# Exercise goal
From the line containing "For each instance of the sink" through the last line of the material, copy every line exactly, both ends inclusive; do not copy pictures.

# Data supplied
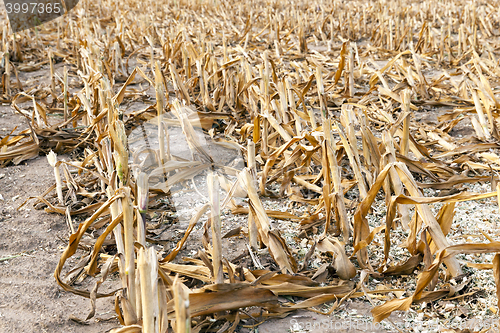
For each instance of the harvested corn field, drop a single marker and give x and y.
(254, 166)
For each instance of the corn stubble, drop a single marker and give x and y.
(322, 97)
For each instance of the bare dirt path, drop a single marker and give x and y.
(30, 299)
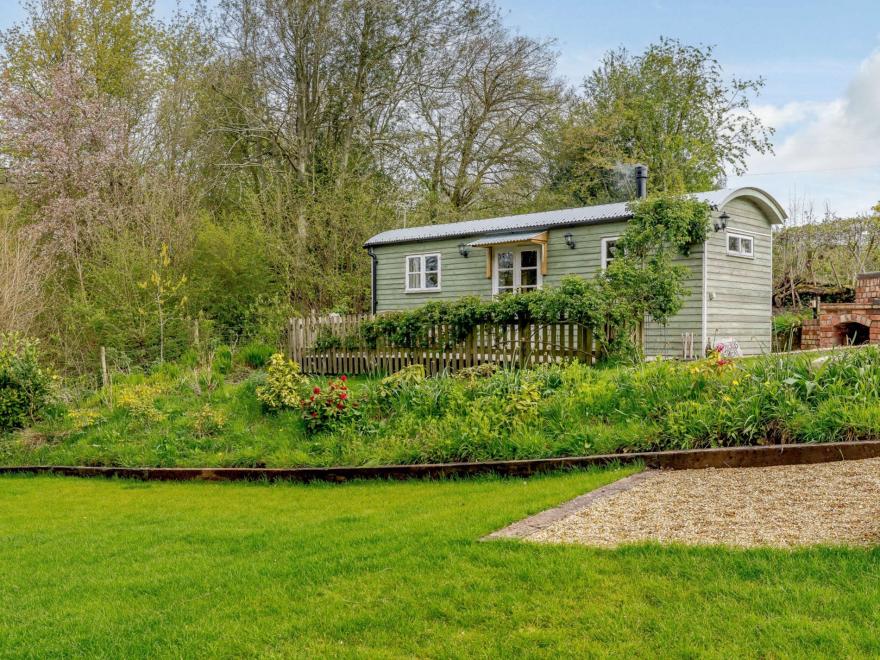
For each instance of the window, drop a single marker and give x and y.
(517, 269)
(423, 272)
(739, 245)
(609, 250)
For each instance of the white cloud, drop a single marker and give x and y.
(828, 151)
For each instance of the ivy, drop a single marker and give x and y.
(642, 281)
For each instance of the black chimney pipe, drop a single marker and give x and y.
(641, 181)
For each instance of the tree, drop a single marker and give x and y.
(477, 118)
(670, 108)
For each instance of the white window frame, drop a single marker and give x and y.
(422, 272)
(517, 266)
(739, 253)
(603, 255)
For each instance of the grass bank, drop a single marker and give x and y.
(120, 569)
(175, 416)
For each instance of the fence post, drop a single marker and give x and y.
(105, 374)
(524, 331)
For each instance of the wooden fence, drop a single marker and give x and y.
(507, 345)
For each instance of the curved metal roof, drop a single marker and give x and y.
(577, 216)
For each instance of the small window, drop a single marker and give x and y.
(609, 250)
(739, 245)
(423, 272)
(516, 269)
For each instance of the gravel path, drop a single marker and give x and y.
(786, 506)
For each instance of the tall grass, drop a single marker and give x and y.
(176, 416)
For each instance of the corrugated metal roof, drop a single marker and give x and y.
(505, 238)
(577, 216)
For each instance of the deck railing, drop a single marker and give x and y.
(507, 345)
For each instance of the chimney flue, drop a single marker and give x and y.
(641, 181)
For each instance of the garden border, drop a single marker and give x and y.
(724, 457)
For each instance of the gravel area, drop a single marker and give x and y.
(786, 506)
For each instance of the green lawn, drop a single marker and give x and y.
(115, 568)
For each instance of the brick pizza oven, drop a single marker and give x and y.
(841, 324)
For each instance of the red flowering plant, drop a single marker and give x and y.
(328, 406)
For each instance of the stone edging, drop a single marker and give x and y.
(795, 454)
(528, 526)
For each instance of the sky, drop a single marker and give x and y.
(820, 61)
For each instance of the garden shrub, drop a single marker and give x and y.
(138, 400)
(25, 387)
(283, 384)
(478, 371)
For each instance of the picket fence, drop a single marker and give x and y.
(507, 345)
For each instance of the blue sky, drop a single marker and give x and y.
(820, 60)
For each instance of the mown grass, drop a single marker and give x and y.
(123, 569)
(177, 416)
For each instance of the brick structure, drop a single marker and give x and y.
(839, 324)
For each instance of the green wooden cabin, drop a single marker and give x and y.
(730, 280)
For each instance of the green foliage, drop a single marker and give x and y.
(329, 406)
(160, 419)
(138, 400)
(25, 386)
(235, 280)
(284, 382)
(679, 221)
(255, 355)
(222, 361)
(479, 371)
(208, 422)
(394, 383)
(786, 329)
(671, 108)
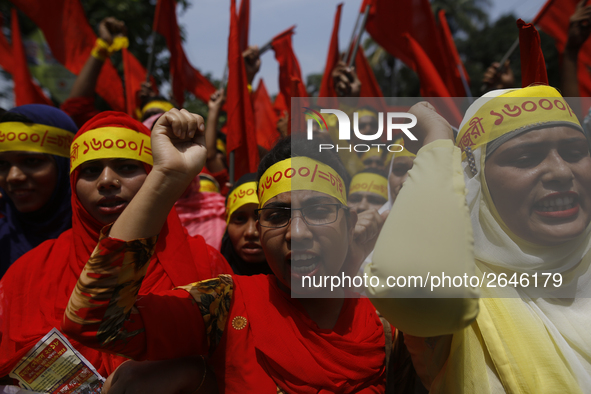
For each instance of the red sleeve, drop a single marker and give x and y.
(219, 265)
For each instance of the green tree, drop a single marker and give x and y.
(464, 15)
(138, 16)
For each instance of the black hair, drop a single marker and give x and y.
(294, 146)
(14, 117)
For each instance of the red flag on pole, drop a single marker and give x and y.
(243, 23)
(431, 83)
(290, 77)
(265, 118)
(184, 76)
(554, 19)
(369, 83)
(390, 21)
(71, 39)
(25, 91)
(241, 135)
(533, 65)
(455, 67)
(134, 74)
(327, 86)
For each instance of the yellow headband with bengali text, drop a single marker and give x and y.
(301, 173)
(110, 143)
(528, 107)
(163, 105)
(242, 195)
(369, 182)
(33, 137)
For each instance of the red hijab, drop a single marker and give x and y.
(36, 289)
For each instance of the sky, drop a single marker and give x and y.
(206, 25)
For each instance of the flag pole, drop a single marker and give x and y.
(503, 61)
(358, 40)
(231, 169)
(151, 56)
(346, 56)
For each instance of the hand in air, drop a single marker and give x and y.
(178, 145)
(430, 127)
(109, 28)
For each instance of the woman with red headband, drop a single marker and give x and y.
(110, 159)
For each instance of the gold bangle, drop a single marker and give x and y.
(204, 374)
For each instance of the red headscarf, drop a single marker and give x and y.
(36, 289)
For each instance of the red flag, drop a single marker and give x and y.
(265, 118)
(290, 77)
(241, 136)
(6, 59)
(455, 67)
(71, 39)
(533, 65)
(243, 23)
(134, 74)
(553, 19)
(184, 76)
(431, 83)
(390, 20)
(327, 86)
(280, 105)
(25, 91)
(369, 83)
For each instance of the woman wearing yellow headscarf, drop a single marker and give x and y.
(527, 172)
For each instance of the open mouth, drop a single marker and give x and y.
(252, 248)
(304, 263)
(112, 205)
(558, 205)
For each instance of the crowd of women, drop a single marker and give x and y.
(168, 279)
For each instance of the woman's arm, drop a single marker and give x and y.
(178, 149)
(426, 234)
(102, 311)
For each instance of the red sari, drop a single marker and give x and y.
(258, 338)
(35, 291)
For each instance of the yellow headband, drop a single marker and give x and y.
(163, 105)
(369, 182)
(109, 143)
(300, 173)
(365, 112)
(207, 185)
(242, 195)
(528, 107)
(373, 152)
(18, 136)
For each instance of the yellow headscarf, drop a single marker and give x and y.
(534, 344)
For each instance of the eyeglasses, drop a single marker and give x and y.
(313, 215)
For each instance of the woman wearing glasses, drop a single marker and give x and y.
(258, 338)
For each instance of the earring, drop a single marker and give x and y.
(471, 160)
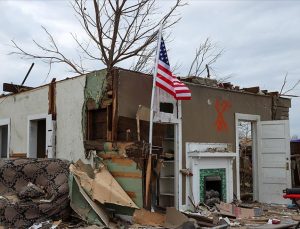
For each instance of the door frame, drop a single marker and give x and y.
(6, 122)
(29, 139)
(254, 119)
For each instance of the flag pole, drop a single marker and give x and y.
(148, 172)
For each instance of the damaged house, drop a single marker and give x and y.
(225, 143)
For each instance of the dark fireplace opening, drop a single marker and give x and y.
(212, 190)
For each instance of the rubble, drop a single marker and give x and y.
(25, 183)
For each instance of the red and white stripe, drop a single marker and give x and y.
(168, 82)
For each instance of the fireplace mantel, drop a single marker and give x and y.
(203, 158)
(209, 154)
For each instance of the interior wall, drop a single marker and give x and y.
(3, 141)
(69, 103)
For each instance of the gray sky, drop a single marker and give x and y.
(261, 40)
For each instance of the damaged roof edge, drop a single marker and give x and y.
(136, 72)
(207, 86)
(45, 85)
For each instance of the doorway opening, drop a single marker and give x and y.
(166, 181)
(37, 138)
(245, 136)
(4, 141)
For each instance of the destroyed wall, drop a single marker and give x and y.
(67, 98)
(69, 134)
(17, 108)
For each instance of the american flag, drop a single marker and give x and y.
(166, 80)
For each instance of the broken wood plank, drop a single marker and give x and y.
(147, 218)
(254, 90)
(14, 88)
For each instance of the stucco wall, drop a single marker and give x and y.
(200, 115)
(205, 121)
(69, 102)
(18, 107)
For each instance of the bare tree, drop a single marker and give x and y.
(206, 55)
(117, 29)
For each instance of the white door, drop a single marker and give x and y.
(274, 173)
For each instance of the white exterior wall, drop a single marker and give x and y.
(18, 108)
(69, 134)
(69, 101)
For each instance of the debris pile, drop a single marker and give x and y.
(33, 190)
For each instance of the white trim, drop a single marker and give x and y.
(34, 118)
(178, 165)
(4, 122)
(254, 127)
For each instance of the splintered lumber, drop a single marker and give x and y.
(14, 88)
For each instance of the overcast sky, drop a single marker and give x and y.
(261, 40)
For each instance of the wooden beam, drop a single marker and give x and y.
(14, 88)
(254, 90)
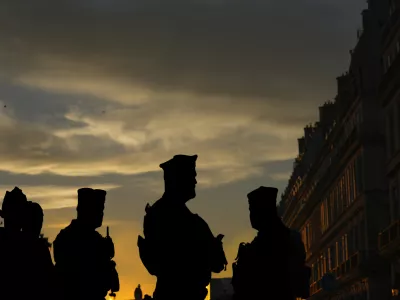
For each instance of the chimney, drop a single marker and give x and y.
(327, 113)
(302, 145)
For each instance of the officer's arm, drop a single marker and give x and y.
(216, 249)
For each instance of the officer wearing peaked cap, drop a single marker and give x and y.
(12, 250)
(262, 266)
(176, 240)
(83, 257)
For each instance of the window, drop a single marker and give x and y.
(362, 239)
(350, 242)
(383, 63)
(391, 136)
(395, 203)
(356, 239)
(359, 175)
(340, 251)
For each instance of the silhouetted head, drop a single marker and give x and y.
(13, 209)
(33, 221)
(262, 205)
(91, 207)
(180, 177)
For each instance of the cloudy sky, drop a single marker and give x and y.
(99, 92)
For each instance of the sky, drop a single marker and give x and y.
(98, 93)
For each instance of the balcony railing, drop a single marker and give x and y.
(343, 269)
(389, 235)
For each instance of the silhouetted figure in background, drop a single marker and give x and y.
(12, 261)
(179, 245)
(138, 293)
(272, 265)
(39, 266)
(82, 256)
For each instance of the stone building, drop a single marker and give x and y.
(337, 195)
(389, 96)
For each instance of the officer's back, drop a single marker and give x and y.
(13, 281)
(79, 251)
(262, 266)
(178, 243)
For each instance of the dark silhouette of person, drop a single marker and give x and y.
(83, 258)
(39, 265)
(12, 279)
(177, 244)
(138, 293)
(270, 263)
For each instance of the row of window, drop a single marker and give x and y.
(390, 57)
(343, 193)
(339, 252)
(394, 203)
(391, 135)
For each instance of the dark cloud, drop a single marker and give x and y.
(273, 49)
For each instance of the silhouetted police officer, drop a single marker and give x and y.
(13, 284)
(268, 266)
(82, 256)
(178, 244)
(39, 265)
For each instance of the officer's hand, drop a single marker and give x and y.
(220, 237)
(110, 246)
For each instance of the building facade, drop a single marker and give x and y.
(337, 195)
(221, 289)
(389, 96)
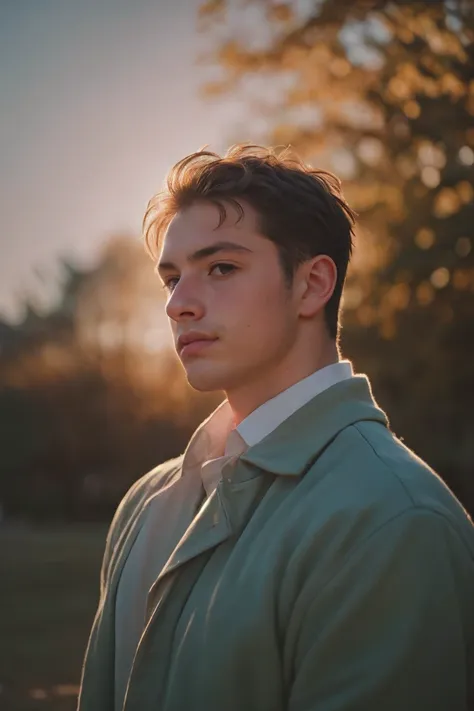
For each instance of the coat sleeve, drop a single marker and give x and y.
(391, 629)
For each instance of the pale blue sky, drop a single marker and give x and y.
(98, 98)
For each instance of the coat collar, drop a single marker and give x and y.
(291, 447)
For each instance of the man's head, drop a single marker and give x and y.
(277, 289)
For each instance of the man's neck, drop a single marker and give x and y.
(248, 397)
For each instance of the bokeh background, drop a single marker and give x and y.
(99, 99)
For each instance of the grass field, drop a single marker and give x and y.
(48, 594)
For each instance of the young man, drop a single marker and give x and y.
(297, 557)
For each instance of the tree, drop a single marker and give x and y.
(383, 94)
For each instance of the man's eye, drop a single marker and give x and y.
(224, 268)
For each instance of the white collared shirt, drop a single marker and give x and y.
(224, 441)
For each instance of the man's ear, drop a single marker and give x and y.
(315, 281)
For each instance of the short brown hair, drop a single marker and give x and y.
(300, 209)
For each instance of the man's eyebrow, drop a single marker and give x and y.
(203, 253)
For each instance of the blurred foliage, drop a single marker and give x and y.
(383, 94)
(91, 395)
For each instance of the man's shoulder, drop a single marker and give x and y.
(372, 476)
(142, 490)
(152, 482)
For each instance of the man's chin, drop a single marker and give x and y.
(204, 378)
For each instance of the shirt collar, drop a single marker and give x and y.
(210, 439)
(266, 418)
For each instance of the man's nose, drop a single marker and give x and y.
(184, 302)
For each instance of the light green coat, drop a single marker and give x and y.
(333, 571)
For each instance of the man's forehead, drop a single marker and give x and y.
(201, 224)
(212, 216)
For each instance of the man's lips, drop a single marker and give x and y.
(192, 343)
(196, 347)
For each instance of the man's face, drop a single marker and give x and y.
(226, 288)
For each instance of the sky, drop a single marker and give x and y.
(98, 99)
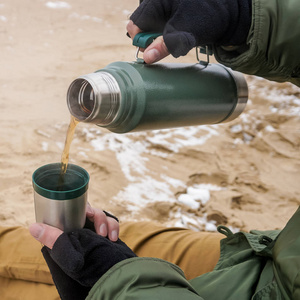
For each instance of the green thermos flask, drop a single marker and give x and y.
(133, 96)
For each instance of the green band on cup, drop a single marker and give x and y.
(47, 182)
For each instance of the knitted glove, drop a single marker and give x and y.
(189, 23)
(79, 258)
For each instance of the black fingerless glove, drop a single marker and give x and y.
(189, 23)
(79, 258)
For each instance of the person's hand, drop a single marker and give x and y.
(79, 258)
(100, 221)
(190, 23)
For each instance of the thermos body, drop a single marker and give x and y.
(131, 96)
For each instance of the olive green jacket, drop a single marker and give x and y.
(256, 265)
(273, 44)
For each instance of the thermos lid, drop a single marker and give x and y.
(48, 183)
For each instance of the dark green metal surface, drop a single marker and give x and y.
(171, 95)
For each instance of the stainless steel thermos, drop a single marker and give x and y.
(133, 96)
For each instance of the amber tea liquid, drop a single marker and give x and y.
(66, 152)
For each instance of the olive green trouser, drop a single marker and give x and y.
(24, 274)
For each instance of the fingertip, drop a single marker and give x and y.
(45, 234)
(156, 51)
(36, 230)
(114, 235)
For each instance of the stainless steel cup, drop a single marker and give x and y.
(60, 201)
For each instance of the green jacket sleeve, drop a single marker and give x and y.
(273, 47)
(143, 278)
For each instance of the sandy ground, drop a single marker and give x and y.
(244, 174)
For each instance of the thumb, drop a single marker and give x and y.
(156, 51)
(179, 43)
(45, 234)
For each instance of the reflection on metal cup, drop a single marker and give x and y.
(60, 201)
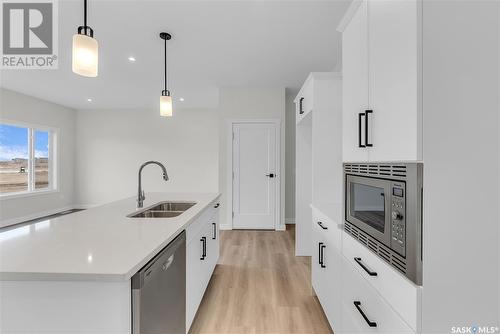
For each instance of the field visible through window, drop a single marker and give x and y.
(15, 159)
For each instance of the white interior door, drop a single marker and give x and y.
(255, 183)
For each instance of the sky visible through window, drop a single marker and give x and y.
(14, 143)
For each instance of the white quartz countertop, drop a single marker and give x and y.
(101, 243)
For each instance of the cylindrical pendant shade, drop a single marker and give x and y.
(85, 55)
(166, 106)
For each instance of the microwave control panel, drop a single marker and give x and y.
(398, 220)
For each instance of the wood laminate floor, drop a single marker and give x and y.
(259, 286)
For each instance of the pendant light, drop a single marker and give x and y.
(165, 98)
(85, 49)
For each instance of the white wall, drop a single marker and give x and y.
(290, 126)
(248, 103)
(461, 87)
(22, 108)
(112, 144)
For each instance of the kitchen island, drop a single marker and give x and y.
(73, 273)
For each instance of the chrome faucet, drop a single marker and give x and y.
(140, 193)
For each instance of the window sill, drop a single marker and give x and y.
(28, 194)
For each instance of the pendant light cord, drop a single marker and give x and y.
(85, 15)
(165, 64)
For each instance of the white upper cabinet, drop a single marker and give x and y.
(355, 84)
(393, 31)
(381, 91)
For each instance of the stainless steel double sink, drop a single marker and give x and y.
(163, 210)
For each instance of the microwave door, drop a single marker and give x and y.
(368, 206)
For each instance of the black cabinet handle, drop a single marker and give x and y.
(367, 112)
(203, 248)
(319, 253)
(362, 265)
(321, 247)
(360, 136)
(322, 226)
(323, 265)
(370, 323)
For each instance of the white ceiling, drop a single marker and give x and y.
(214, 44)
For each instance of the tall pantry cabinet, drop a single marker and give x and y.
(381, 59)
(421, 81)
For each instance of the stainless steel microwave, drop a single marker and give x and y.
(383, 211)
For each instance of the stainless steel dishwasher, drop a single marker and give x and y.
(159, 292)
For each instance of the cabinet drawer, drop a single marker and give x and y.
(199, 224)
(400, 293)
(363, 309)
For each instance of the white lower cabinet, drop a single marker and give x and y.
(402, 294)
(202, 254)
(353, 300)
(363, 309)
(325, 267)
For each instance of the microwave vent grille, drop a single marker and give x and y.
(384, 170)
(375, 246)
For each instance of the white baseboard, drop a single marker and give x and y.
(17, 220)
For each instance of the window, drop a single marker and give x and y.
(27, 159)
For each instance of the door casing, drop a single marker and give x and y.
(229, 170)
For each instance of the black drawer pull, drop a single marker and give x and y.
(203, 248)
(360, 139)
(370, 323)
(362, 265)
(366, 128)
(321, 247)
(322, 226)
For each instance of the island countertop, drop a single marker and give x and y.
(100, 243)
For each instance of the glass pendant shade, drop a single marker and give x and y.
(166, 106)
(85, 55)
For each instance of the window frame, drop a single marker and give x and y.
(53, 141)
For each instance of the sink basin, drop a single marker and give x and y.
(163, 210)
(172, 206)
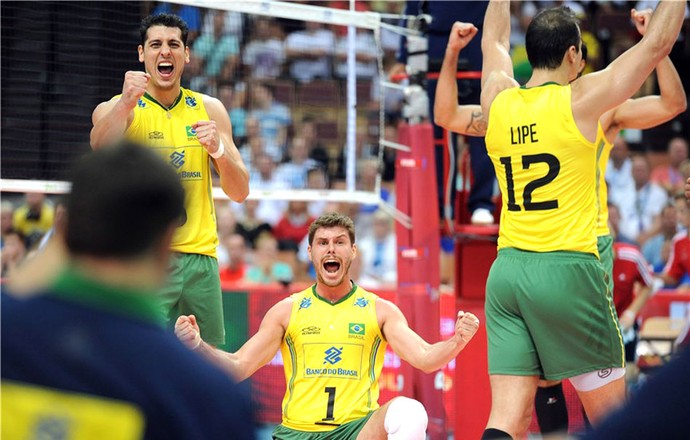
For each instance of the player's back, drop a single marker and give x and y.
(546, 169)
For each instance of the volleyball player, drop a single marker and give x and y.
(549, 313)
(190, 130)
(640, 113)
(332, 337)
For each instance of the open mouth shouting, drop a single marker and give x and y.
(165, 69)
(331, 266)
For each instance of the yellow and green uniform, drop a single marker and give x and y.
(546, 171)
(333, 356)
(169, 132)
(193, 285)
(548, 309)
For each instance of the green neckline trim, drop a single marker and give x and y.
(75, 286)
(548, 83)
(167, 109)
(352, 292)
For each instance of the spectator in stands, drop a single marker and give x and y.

# Worked answer
For each instance of the sink basin, drop a single marker and give x and y.
(163, 210)
(172, 206)
For each instance of the player's back, drop a single marker and give x and y.
(546, 169)
For each instance of the volleyball player, drop a single marker and give x and y.
(549, 313)
(190, 130)
(640, 113)
(332, 337)
For each instance of the open mouth shouting, drop a single marker and give x and y.
(165, 69)
(331, 266)
For each instance of the yellow and green uniform, drop a single marker and give x and y.
(546, 171)
(333, 356)
(169, 132)
(193, 285)
(548, 309)
For each instance of the green neckline trim, drop a single marker and give x and y.
(75, 286)
(548, 83)
(167, 109)
(352, 292)
For each instance of the spectator in stands, drop a single marker and give x and y.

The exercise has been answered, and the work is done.